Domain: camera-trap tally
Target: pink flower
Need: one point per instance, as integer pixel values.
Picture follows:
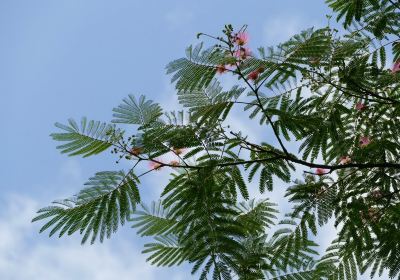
(178, 151)
(345, 160)
(221, 69)
(253, 75)
(155, 165)
(364, 141)
(136, 151)
(320, 171)
(396, 67)
(242, 53)
(241, 38)
(360, 106)
(174, 163)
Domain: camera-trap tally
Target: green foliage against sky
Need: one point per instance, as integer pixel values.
(328, 90)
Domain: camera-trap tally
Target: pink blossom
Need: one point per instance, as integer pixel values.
(396, 67)
(156, 165)
(345, 160)
(242, 53)
(136, 151)
(174, 163)
(320, 171)
(178, 151)
(241, 38)
(364, 141)
(221, 69)
(253, 75)
(360, 106)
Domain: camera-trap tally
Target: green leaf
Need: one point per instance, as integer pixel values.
(96, 210)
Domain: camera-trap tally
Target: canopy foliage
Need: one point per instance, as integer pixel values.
(329, 91)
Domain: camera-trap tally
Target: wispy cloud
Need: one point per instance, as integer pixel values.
(59, 259)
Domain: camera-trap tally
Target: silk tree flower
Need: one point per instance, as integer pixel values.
(174, 163)
(321, 171)
(364, 141)
(241, 38)
(253, 75)
(396, 67)
(155, 165)
(345, 160)
(136, 151)
(221, 69)
(242, 53)
(178, 151)
(360, 106)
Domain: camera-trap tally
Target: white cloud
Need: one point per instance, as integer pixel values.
(280, 28)
(24, 255)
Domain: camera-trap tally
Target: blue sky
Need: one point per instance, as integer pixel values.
(73, 58)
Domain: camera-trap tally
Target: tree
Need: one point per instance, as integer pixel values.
(328, 90)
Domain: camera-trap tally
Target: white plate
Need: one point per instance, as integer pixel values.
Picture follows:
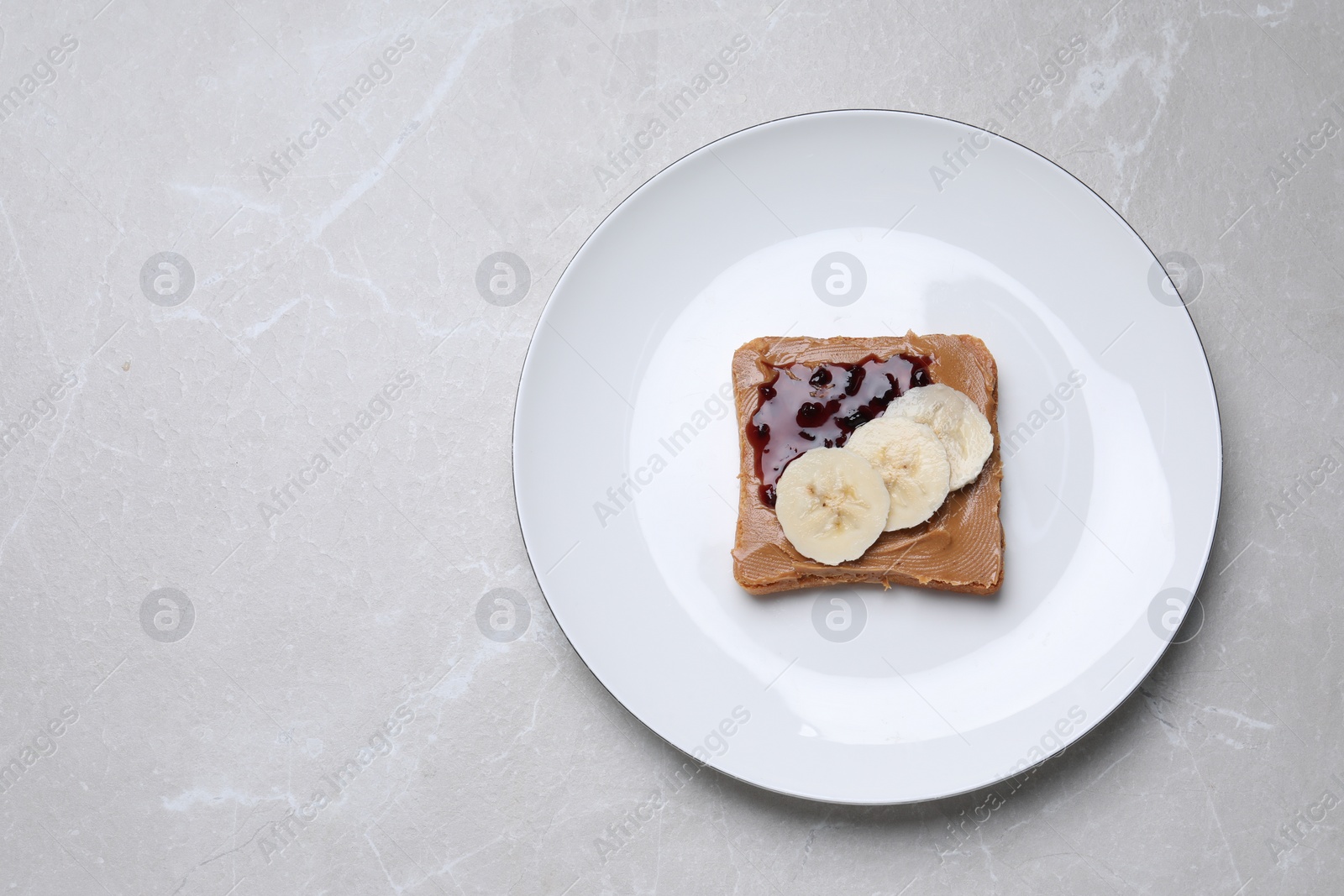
(860, 694)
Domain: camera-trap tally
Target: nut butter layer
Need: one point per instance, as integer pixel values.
(958, 548)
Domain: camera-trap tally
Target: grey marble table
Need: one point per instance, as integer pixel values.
(255, 474)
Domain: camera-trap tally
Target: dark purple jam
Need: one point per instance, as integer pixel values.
(806, 407)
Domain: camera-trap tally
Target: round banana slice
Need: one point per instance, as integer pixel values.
(958, 423)
(831, 504)
(911, 461)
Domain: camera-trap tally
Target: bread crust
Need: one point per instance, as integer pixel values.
(958, 548)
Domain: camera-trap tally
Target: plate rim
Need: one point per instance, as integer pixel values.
(1207, 551)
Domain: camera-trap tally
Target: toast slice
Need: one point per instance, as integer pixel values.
(958, 548)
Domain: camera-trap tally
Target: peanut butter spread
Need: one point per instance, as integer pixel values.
(958, 548)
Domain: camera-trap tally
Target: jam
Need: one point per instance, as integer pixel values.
(806, 407)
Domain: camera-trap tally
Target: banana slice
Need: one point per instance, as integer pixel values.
(958, 423)
(911, 461)
(831, 504)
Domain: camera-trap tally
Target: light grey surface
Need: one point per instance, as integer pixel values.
(354, 607)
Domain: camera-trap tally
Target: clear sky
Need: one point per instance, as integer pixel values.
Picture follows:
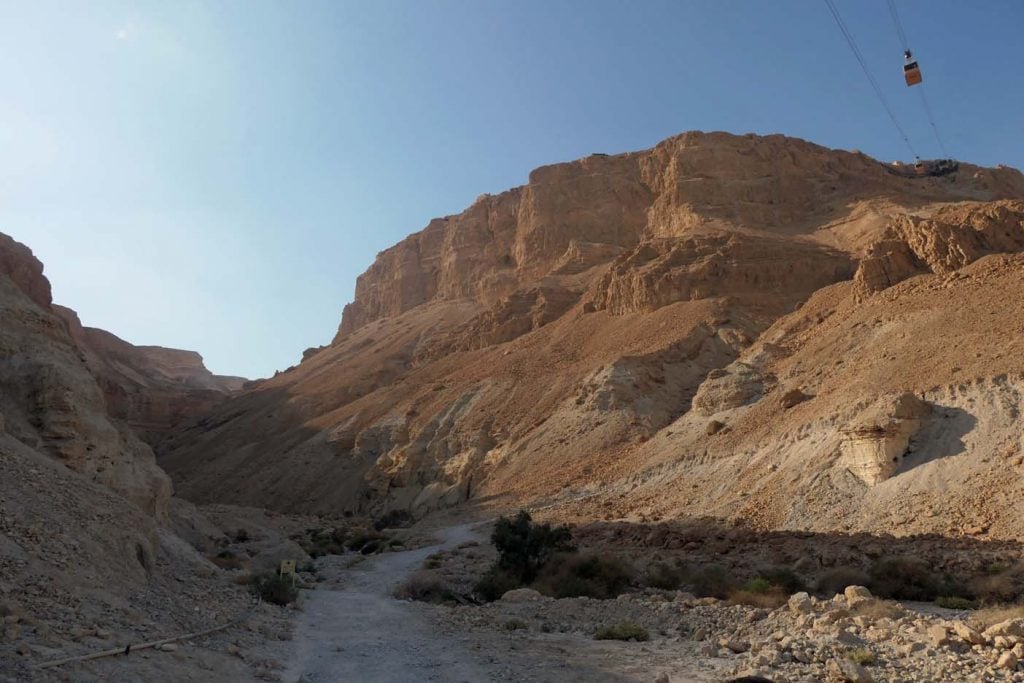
(214, 175)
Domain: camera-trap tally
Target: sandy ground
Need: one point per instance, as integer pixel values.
(356, 631)
(351, 629)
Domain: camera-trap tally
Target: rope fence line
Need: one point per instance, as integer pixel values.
(128, 649)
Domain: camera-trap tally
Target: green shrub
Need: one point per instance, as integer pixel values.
(623, 631)
(953, 602)
(769, 599)
(425, 587)
(495, 583)
(712, 581)
(836, 580)
(393, 519)
(1004, 586)
(664, 575)
(359, 541)
(275, 589)
(320, 542)
(225, 559)
(860, 655)
(905, 579)
(759, 585)
(524, 547)
(784, 579)
(569, 575)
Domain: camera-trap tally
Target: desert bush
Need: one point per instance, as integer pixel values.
(953, 602)
(711, 581)
(1004, 585)
(361, 540)
(911, 579)
(860, 655)
(665, 575)
(995, 614)
(877, 609)
(273, 588)
(524, 547)
(424, 586)
(623, 631)
(783, 579)
(393, 519)
(836, 580)
(495, 583)
(320, 542)
(770, 599)
(225, 559)
(570, 575)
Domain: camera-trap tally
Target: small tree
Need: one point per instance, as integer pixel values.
(524, 547)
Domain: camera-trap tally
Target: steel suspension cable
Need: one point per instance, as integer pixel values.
(870, 79)
(921, 87)
(899, 26)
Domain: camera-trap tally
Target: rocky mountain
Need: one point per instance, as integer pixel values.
(151, 388)
(758, 328)
(88, 558)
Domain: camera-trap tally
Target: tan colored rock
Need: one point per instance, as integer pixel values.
(873, 446)
(521, 595)
(967, 634)
(850, 672)
(1008, 660)
(1011, 627)
(800, 603)
(856, 594)
(938, 635)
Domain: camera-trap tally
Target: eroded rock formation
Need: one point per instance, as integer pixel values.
(633, 331)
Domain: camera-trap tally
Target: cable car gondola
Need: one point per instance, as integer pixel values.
(911, 72)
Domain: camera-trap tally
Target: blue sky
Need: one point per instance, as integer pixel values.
(214, 176)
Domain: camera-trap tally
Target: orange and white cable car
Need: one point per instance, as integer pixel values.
(911, 72)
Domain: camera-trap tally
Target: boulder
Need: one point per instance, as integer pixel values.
(968, 635)
(856, 594)
(521, 595)
(800, 603)
(847, 671)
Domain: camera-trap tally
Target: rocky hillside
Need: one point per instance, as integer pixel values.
(722, 323)
(151, 388)
(88, 560)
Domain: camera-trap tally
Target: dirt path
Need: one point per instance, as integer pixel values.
(357, 632)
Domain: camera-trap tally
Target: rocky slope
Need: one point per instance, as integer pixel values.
(711, 325)
(88, 560)
(151, 388)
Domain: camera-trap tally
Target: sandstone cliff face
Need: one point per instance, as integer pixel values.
(151, 388)
(51, 402)
(691, 183)
(574, 339)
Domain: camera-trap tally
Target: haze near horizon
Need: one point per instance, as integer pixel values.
(214, 176)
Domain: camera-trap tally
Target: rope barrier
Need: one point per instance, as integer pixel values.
(128, 649)
(870, 79)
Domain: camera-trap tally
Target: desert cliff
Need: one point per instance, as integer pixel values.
(704, 326)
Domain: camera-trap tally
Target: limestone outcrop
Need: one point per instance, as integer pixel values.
(875, 444)
(150, 388)
(51, 402)
(948, 240)
(693, 329)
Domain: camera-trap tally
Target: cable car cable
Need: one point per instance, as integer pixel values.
(899, 26)
(863, 65)
(931, 120)
(921, 89)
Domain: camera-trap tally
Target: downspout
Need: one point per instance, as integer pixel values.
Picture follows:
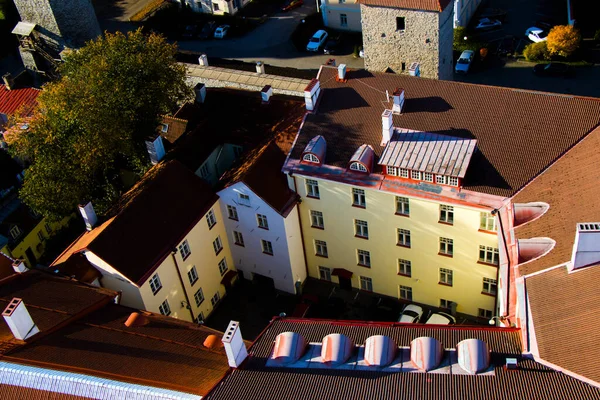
(187, 299)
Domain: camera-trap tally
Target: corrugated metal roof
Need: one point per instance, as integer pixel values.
(429, 152)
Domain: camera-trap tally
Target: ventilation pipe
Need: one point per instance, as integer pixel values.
(235, 348)
(18, 320)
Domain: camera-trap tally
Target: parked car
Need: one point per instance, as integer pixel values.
(207, 30)
(221, 31)
(487, 24)
(290, 5)
(536, 35)
(552, 69)
(440, 318)
(317, 40)
(411, 314)
(464, 62)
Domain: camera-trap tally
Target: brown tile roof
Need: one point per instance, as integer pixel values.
(519, 132)
(152, 218)
(563, 309)
(427, 5)
(253, 380)
(570, 187)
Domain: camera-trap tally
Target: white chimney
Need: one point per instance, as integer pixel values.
(89, 215)
(311, 94)
(156, 149)
(18, 320)
(203, 60)
(387, 122)
(235, 348)
(19, 266)
(266, 94)
(398, 101)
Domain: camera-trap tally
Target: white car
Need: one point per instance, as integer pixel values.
(536, 35)
(411, 314)
(464, 62)
(441, 318)
(221, 31)
(318, 40)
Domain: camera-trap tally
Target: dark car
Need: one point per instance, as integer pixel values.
(552, 69)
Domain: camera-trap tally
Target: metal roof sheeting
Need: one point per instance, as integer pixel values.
(429, 152)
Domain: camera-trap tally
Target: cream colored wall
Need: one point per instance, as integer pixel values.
(339, 215)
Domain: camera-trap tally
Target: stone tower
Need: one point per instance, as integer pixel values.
(396, 34)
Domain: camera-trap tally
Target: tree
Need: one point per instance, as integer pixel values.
(563, 40)
(92, 122)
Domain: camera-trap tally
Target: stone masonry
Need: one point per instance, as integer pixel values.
(426, 39)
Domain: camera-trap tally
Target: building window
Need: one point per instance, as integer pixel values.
(244, 199)
(215, 299)
(218, 245)
(403, 237)
(184, 250)
(404, 267)
(238, 238)
(321, 248)
(232, 213)
(366, 284)
(155, 284)
(446, 246)
(487, 222)
(446, 214)
(488, 255)
(267, 247)
(364, 258)
(262, 221)
(446, 276)
(343, 20)
(312, 188)
(361, 229)
(406, 293)
(199, 297)
(193, 275)
(164, 308)
(325, 273)
(490, 286)
(223, 266)
(316, 218)
(358, 198)
(402, 206)
(400, 23)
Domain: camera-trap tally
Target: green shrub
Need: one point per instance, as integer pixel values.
(536, 52)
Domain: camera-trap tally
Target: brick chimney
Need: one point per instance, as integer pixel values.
(18, 320)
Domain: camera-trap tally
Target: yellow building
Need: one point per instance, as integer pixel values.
(165, 249)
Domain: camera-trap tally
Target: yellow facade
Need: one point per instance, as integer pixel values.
(425, 230)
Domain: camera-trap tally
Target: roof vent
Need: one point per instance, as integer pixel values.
(336, 349)
(426, 353)
(473, 355)
(379, 351)
(289, 347)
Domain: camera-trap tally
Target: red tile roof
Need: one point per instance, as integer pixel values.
(427, 5)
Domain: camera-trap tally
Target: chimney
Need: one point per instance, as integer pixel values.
(398, 101)
(266, 94)
(9, 82)
(18, 320)
(387, 122)
(203, 60)
(234, 345)
(19, 266)
(89, 215)
(156, 150)
(311, 94)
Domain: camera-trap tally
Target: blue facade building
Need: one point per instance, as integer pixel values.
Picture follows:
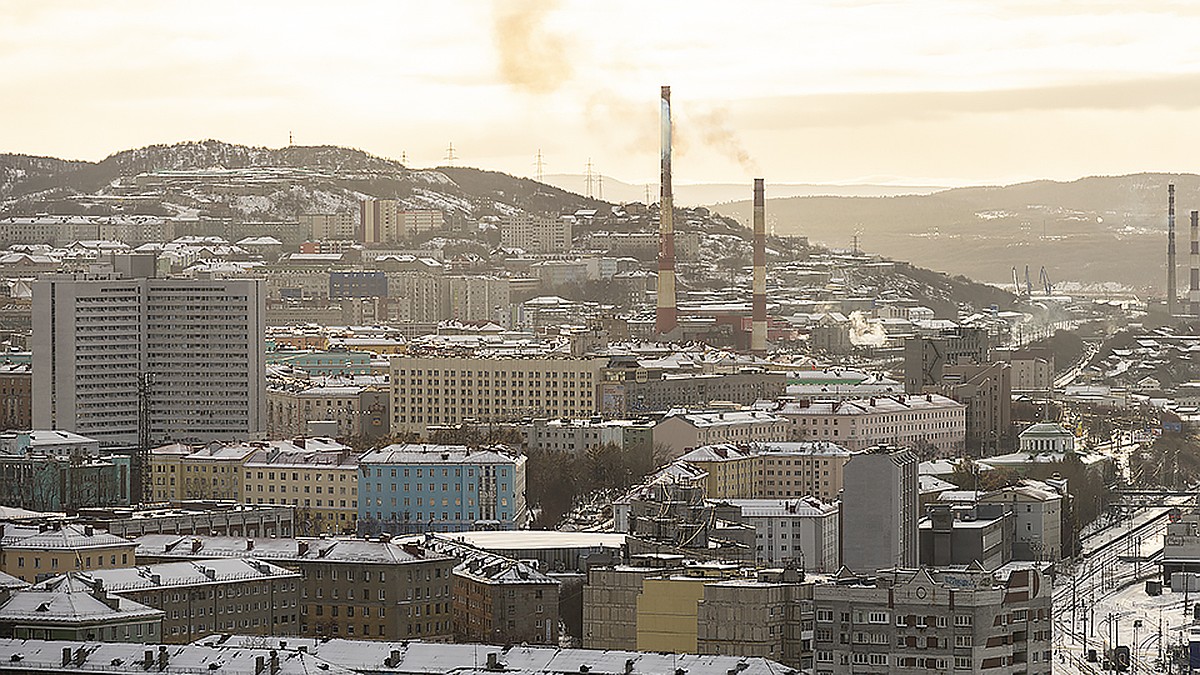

- - - - -

Work to complete:
How many lines in the data above contain the string "pink"? Reply with the number alone.

Exercise solution:
2